## What is being asked
With the records in front of you, set every one of them down exactly.

## Provided information
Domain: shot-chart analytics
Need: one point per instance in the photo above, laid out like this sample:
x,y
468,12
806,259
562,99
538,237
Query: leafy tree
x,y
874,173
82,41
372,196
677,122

## Your response
Domain: shot-chart analytics
Need: one point per instance in the photo above, laid out like this sample:
x,y
468,12
806,259
562,99
538,237
Query: leafy tree
x,y
874,173
82,41
372,196
677,122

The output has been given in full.